## Work request
Exclude the pictures and repeat all of the data exactly.

## Source information

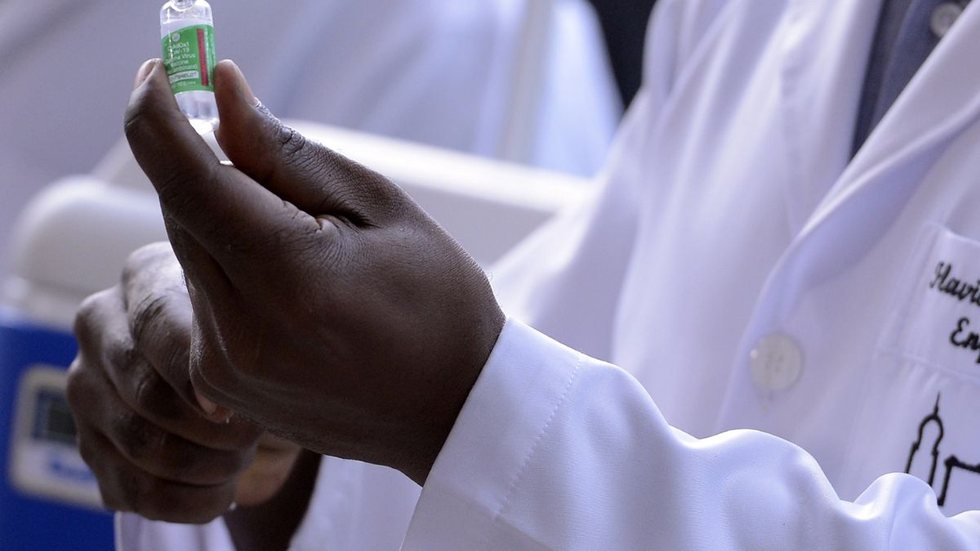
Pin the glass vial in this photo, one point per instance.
(187, 31)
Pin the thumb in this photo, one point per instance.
(308, 175)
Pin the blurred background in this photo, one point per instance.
(493, 114)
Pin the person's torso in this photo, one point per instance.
(775, 285)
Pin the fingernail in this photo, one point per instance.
(144, 71)
(241, 83)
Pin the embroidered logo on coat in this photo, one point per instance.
(951, 463)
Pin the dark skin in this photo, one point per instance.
(321, 306)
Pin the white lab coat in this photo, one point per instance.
(748, 276)
(440, 72)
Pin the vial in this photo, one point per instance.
(187, 31)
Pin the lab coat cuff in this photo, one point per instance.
(510, 408)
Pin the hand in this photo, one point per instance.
(140, 428)
(328, 306)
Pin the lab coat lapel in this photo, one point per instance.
(939, 102)
(863, 204)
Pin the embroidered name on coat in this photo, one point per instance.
(962, 334)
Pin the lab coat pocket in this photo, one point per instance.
(921, 410)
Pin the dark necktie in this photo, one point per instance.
(906, 34)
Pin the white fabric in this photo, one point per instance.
(731, 212)
(432, 71)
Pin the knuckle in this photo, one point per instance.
(75, 391)
(135, 436)
(208, 374)
(142, 258)
(146, 389)
(147, 315)
(89, 316)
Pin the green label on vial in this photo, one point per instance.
(188, 55)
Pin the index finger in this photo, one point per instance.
(217, 205)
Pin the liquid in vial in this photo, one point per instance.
(187, 31)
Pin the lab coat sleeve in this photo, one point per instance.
(555, 450)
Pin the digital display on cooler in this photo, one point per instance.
(53, 421)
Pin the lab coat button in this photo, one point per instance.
(943, 18)
(776, 362)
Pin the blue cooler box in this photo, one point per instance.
(49, 500)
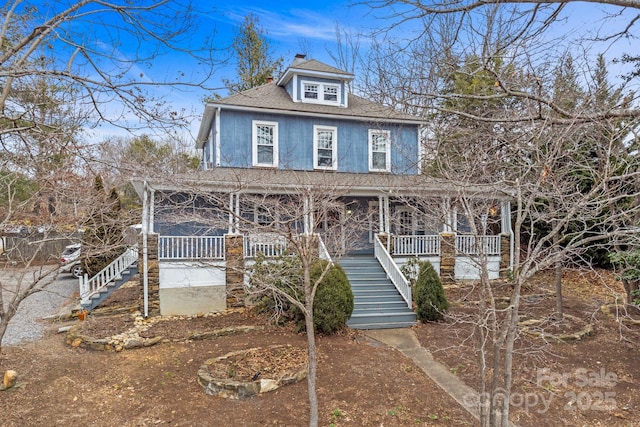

## Result below
Pin the glass vial in this photo, one point per instance.
(187, 31)
Pin the thumb in this photo, one point per instance.
(308, 175)
Pin the blurred background in this photo, one point per instance.
(493, 114)
Pin the person's torso in this photo, one point per instance.
(775, 285)
Pin the fingernail in this photo, one point per instance.
(144, 71)
(241, 83)
Pin the embroidered logo on coat in this photo, one point per instance.
(951, 463)
Pin the dark skin in this photo, one point per instance.
(321, 306)
Pin the white lab coat in this photo, one point per instance.
(748, 276)
(440, 72)
Pin the vial in this photo, one point per instance.
(187, 31)
Pin the lab coat cuff in this photo, one point per instance.
(510, 408)
Pin the hand in this photo, one point per instance.
(140, 428)
(328, 306)
Pin the lab coat lapel in this photo, one point per instance.
(939, 102)
(863, 204)
Pin the embroidered name on coat in this photo, one point per instance.
(962, 334)
Pin the lab coat pocket in this photo, one point per instance.
(921, 410)
Pin the dark necktie in this photo, one point per instance.
(906, 34)
Pin the white fabric in this photo, one point per instance.
(731, 212)
(432, 71)
Pin the knuckle in this photo, one point per instance.
(75, 391)
(135, 436)
(208, 374)
(142, 258)
(146, 389)
(147, 315)
(89, 316)
Pin the green label on vial in this photo, one point per instance.
(188, 55)
Pin the index finger in this photo, one point per instance.
(217, 205)
Pin the liquid in vial in this photo, one point per instance.
(187, 31)
Pin the lab coat sleeve in this photo, one point per instance.
(555, 450)
Pin the digital display on cooler in this photo, one point per instance.
(53, 421)
Pin the lab coat button in this photo, one point per instance.
(943, 18)
(776, 362)
Pin the blue cooler box in this photo, one point per instance.
(49, 500)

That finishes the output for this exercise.